* START *
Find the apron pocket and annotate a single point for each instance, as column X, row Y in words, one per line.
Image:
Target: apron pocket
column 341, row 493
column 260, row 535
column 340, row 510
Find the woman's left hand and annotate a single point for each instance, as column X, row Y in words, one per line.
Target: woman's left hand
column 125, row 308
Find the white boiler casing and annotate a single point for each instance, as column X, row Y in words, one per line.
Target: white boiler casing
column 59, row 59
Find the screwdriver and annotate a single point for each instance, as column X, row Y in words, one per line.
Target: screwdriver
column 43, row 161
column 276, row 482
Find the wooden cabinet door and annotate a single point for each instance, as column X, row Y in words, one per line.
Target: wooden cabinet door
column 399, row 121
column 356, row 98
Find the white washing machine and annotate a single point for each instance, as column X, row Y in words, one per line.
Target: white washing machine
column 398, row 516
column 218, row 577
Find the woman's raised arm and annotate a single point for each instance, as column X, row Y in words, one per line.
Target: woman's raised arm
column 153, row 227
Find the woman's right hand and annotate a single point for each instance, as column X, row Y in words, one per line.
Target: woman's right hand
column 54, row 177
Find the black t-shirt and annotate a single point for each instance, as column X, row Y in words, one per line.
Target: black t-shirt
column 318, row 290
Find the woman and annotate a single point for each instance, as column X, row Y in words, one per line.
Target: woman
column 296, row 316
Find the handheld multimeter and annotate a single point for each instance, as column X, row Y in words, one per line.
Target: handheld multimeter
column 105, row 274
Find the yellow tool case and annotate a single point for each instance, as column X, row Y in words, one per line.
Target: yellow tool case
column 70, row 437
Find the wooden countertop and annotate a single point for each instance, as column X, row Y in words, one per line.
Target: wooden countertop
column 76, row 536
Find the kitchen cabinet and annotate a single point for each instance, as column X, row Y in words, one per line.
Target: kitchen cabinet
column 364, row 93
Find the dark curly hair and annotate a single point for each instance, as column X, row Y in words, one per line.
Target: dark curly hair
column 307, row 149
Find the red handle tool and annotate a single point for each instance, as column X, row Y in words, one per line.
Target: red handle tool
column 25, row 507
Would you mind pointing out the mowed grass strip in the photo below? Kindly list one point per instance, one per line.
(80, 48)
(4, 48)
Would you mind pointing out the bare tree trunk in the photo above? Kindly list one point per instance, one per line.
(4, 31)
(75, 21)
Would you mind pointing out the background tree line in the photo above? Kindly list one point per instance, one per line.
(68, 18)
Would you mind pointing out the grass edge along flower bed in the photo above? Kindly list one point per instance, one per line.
* END *
- **Direction**:
Copy the rows word for word, starting with the first line and ending with the line that contains "column 59, row 59", including that line.

- **Solution below**:
Find the apron pocket and annotate a single point for each instance, as column X, row Y in words, one per line.
Image:
Target: apron pocket
column 341, row 493
column 260, row 535
column 340, row 510
Find the woman's left hand and annotate a single point for each instance, as column X, row Y in words, one per line.
Target: woman's left hand
column 125, row 308
Find the white boiler casing and annotate a single point for each instance, as column X, row Y in words, one per line.
Target: white boiler casing
column 59, row 59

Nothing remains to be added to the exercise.